TEXT SECTION:
▼
I got it working by copying a different dse.ldif file that was already on the primary server (the one I was trying to fix) and overwrite the one I copied from the replica.  The startOK had already been overwritten as you suspected, but this one was only a little older than that one had been.  Thanks for the pointers.

On Thu, Jan 2, 2020 at 11:41 AM Rob Crittenden <rcritten@redhat.com> wrote:
Kristian Petersen via FreeIPA-users wrote:
> My primary IPA server has failed.  I was running a python script against
> IPA doing some user management when everything when unresponsive.  I
> couldn't even get in at a console to check what was going on.  I ended
> up rebooting it.  After doing so, dirsrv wouldn't start because dse.ldif
> was missing.  I have copied this file over from a replica IPA server, so
> dirsrv starts now. However, it seems that other services are unable to
> connect to LDAP properly.  DNS isn't resolving when querying the primary
> even though ipactl shows named is running.  smb and winbind won't start
> and it appears to be a problem with connecting to LDAP.  Is there a way
> to check the integrity of my LDAP database?  Or should I try to copy the
> LDAP database form my working replica to the primary?
▲
WHAT YOU NEED TO DO:
**a.** In the mailing list message, what file was missing and kept dirsrv from starting after the reboot?
**b.** Reproduce the part of the mailing list message between "I got it working" and "for the pointers.", inclusive.

INFORMATION SHOWN:
▼
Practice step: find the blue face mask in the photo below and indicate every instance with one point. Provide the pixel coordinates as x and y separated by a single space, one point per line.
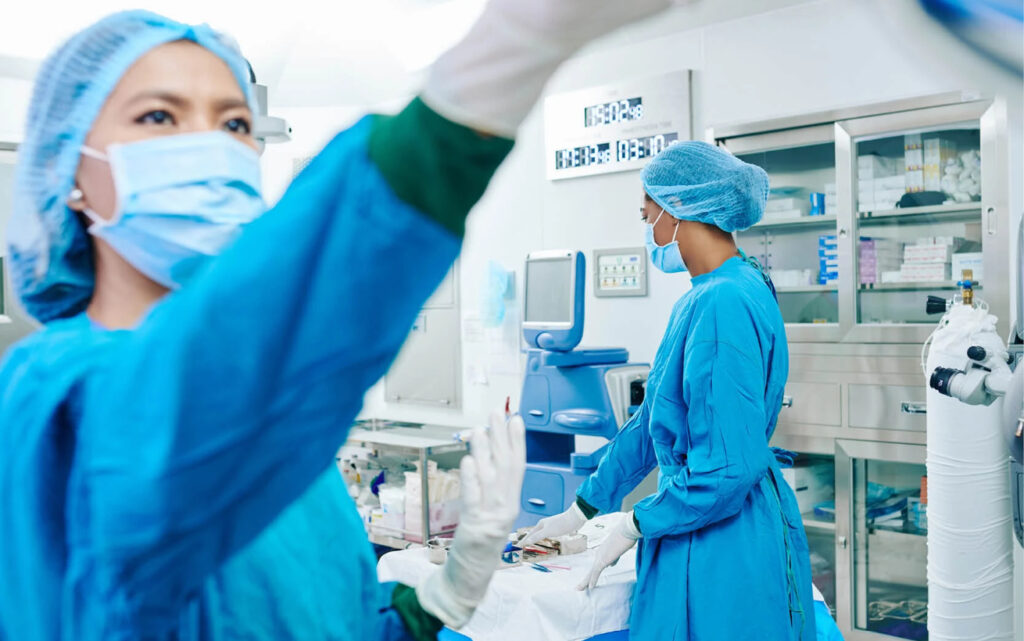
667 258
180 201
▲
RESULTS FOR EACH TASK:
**a.** The dse.ldif file was missing.

**b.**
I got it working by copying a different dse.ldif file that was already on the primary server (the one I was trying to fix) and overwrite the one I copied from the replica.  The startOK had already been overwritten as you suspected, but this one was only a little older than that one had been.  Thanks for the pointers.